
  2. Eric Stodadart Avatar
    Eric Stodadart

    Indeed, an excellent sermon although there’s no getting away from Jesus-a-good-Jew being critical of some aspects of some of the various streams of Judaism of his time. His comment on one particular way of tithing is a case in point.
    Having said that, Kelvin’s Jewish scholar is spot on. Whilst we might learn about others by considering their friends perhaps we understand others more when we look at those whom they feel the need to denounce. In evangelical preaching I have perpetrated in the past ‘Judiasm’ was a convenient container into which I could drop criticisms of ’empty ritual’ or ‘salvation by works’ that my congregation probably could understand as coded references to Roman Catholic and liberal Protestant piety, respectively.
    Projecting fears and taboos onto characters in a narrative is bad enough but, of course, real people are caught up in the out workings of such stereotypes. More positively, I think that figuring out who, for us, are ‘the baddies’ in the biblical texts – and on what grounds – is a salutary exercise. For me, that probably means starting with S. Paul. Not that I see him as one of the baddies but reflecting on what I might be projecting on to what I think are his theological off-days would likely be useful.

  3. Suz Cate Avatar
    Suz Cate

    Important message, artfully delivered. Thank you. I’ve been reading Jesus the Jew by Geza Vermes–an excellent resource for considering your second question.

  4. Eamonn Avatar

    Oh, dear, Kelvin! I shan’t ever be able to recycle the sermon I preached yesterday, after reading yours. Thanks for sharing this deeper insight (said he ruefully).

Provided data:
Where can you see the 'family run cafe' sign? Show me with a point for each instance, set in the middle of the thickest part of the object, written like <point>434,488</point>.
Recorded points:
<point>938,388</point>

...

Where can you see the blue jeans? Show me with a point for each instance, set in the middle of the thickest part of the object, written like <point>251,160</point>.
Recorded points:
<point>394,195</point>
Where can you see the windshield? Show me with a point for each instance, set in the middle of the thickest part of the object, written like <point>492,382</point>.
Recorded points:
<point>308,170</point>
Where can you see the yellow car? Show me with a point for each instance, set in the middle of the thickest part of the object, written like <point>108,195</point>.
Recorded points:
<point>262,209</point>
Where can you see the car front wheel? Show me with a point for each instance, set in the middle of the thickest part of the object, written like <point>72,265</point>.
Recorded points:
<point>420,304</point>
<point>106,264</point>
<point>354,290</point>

* * *

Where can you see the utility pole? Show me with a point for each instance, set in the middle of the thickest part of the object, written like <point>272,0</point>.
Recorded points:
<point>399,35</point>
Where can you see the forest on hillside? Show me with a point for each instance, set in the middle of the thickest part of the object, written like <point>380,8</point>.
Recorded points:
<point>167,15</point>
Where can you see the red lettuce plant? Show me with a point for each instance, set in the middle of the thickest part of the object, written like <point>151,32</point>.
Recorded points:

Task instructions:
1. In the sermon comments, what book does Suz Cate say she has been reading?
2. Reproduce the sermon comments word for word, from "2. Eric Stodadart" to "case in point.".

Expected results:
1. Jesus the Jew by Geza Vermes.

2.
2. Eric Stodadart Avatar
    Eric Stodadart

    Indeed, an excellent sermon although there’s no getting away from Jesus-a-good-Jew being critical of some aspects of some of the various streams of Judaism of his time. His comment on one particular way of tithing is a case in point.